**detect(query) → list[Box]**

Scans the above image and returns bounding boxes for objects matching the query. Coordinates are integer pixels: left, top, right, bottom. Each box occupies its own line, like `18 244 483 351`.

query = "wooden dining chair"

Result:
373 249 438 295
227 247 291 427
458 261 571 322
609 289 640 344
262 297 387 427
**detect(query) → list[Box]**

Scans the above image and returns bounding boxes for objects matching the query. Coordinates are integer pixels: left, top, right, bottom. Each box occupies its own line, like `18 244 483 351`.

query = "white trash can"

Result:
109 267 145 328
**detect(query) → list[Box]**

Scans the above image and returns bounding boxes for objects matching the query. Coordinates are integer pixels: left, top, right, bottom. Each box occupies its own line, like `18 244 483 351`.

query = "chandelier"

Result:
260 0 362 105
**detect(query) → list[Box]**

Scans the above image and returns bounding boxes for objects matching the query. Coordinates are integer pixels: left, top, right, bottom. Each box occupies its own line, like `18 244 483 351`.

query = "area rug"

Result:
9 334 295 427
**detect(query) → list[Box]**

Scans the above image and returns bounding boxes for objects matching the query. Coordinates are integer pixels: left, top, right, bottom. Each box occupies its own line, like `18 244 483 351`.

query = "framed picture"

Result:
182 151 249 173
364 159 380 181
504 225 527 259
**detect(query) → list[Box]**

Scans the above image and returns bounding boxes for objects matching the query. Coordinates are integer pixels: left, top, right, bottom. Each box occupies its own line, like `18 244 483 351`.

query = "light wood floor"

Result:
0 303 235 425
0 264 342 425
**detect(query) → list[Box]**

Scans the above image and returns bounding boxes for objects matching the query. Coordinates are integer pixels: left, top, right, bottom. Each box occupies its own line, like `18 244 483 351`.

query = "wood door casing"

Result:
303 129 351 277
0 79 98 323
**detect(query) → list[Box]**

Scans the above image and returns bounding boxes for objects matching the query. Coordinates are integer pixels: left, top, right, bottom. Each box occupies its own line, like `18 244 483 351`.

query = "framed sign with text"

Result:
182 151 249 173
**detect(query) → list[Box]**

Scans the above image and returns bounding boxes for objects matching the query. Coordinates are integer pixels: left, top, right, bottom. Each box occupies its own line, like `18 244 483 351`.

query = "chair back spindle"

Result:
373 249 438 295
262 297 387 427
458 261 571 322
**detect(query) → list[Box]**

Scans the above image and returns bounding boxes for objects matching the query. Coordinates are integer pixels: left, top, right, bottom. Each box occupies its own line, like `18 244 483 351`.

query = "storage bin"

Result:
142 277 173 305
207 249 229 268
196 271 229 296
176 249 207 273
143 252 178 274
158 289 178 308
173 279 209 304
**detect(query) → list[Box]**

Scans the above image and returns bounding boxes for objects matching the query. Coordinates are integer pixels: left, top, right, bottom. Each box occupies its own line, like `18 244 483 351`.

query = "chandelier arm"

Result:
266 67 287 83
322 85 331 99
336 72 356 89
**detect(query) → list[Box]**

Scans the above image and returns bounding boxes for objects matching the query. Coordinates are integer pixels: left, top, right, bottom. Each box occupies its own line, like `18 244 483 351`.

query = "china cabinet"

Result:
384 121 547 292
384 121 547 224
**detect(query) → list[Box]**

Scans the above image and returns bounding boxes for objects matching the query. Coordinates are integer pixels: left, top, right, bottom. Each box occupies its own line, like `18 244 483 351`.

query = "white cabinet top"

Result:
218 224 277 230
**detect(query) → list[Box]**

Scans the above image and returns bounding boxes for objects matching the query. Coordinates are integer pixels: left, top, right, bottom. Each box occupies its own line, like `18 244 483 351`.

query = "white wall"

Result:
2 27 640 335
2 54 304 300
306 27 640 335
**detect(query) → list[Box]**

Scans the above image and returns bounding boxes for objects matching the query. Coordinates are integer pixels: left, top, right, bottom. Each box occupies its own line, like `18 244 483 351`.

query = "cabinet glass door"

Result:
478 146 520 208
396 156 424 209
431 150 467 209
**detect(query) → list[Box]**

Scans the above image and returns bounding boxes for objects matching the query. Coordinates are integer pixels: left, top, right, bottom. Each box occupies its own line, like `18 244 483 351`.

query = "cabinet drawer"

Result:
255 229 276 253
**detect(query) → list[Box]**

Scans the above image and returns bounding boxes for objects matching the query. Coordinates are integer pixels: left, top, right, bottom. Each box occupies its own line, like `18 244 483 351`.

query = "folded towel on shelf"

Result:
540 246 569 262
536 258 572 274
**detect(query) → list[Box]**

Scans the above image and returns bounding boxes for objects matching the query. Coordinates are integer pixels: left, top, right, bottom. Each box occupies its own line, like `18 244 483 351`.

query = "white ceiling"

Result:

TO DO> Render every line of the records above as a Markdown table with the columns Row and Line, numbering the rows in order and leaving out blank lines.

ANSWER TO THIS TASK>
| Row | Line |
|---|---|
| 1 | **detect(query) → list[Box]** |
| 2 | Scans the above image and returns bounding boxes for objects matching the query. Coordinates are integer pixels: left, top, right, bottom. Each box occupies its own line, like `18 244 483 351`. |
| 3 | query = "wooden dining chair" |
| 4 | Result: |
| 5 | 373 249 438 295 |
| 6 | 227 247 291 427 |
| 7 | 458 261 571 322 |
| 8 | 609 289 640 344 |
| 9 | 262 297 387 427 |
| 10 | **detect(query) → list[Box]** |
| 11 | Scans the above image and returns bounding boxes for objects matching the query. Coordinates are integer pixels: left, top, right, bottom. Each box occupies its own line, like `18 244 483 351`. |
| 12 | query = "white trash can" |
| 13 | Result: |
| 14 | 109 267 145 328 |
| 15 | **detect(query) → list[Box]** |
| 16 | Scans the above image and returns bounding boxes for objects matching the query. Coordinates are integer pixels: left, top, right, bottom. Each box occupies its own line, like `18 244 483 351`. |
| 17 | query = "chandelier" |
| 18 | Result: |
| 19 | 260 0 362 105 |
| 20 | **detect(query) → list[Box]** |
| 21 | Scans the above image and returns bounding boxes for objects matching the query. Coordinates are integer pixels: left, top, right, bottom. Each box occupies its own line, like `18 244 483 351`. |
| 22 | query = "area rug" |
| 23 | Result: |
| 24 | 9 334 295 427 |
| 25 | **detect(query) → list[Box]** |
| 26 | Scans the above image and returns bounding boxes for objects matching the query. Coordinates are integer pixels: left, top, right, bottom. Each box occupies its own line, like `18 244 483 351`. |
| 27 | query = "framed picture" |
| 28 | Result: |
| 29 | 182 151 249 173 |
| 30 | 364 159 380 181 |
| 31 | 504 225 527 259 |
| 32 | **detect(query) → list[Box]** |
| 33 | Scans the above image and returns bounding boxes for objects matching the query. Coordinates are integer pixels: left, top, right, bottom. Each box occupies its own line, like `18 244 483 351`. |
| 34 | query = "light wood floor" |
| 35 | Result: |
| 36 | 0 303 235 425 |
| 37 | 0 264 342 425 |
| 38 | **detect(query) → list[Box]** |
| 39 | Scans the above image and returns bounding boxes for objects matching the query. Coordinates are integer pixels: left, top, right, bottom. Each box occupies its own line, like `18 244 483 351`. |
| 40 | query = "wood door casing" |
| 41 | Result: |
| 42 | 303 129 351 277 |
| 43 | 0 79 98 323 |
| 44 | **detect(query) → list[Box]** |
| 45 | Scans the above image and returns bounding boxes for objects matching the query. Coordinates are integer pixels: left, top, right, bottom. Each box occupies its own line, like `18 244 483 351`. |
| 46 | query = "framed sign with text" |
| 47 | Result: |
| 48 | 182 151 249 173 |
| 49 | **detect(query) → list[Box]** |
| 50 | Scans the above image and returns bounding boxes for objects matching the query. Coordinates are integer pixels: left, top, right, bottom. Each box occupies its own line, like `18 244 483 351`. |
| 51 | query = "chair back spindle" |
| 52 | Result: |
| 53 | 373 249 438 295 |
| 54 | 262 297 387 427 |
| 55 | 458 261 571 322 |
| 56 | **detect(query) → list[Box]** |
| 57 | Scans the above image and returns bounding boxes for objects matching the query. Coordinates are integer pixels: left, top, right, bottom. Each box occupies its own line, like `18 244 483 351`. |
| 58 | query = "storage bin" |
| 59 | Result: |
| 60 | 142 277 173 305 |
| 61 | 207 249 229 268 |
| 62 | 196 271 229 296 |
| 63 | 176 249 207 273 |
| 64 | 143 252 178 274 |
| 65 | 158 289 178 308 |
| 66 | 173 279 209 304 |
| 67 | **detect(query) → list[Box]** |
| 68 | Scans the above image and returns bounding boxes for objects matching the query. Coordinates are integer pixels: left, top, right, bottom. Each box occupies its own line, like `18 244 483 351`. |
| 69 | query = "chandelier arm" |
| 70 | Result: |
| 71 | 266 67 287 83 |
| 72 | 322 85 331 99 |
| 73 | 336 72 356 89 |
| 74 | **detect(query) → list[Box]** |
| 75 | Scans the above image and returns bounding boxes for objects matching the query. Coordinates are integer pixels: left, top, right, bottom. Each box occupies its own line, like `18 244 483 351`. |
| 76 | query = "china cabinet" |
| 77 | Result: |
| 78 | 384 121 547 292 |
| 79 | 384 121 547 224 |
| 80 | **detect(query) → list[Box]** |
| 81 | Scans the above image and returns bounding boxes for objects matching the query. Coordinates are integer pixels: left, top, right, bottom. Each box occupies its own line, like `18 244 483 351`. |
| 82 | query = "white cabinet top" |
| 83 | Result: |
| 84 | 218 224 277 230 |
| 85 | **detect(query) → list[Box]** |
| 86 | Scans the above image and returns bounding boxes for objects matching the query. Coordinates are integer pixels: left, top, right, bottom. Each box occupies its own line, like `18 244 483 351`. |
| 87 | query = "white wall" |
| 88 | Result: |
| 89 | 2 27 640 335 |
| 90 | 2 54 304 300 |
| 91 | 306 27 640 335 |
| 92 | **detect(query) → list[Box]** |
| 93 | Scans the above image and returns bounding boxes for objects matching the query. Coordinates are integer pixels: left, top, right, bottom. Each box occupies its own line, like `18 244 483 351`. |
| 94 | query = "cabinet glass door" |
| 95 | Result: |
| 96 | 478 146 520 208 |
| 97 | 396 156 424 209 |
| 98 | 431 150 467 209 |
| 99 | **detect(query) → list[Box]** |
| 100 | Scans the above image and returns bounding boxes for objects matching the query. Coordinates are integer pixels: left, top, right, bottom. Each box occupies its own line, like `18 244 483 351`. |
| 101 | query = "cabinet drawer" |
| 102 | Result: |
| 103 | 255 229 276 253 |
| 104 | **detect(query) → list[Box]** |
| 105 | Scans the above image and returns bounding boxes for objects matching the query. Coordinates are integer pixels: left, top, right, bottom. Each box occupies its own line, like `18 244 483 351`. |
| 106 | query = "folded towel on shelf" |
| 107 | Result: |
| 108 | 540 246 569 262 |
| 109 | 536 258 572 274 |
| 110 | **detect(query) → list[Box]** |
| 111 | Scans the above image and returns bounding boxes for objects matching the query. Coordinates are integer pixels: left, top, right, bottom. Each box occupies its own line, like `18 244 483 351`. |
| 112 | query = "white ceiling" |
| 113 | Result: |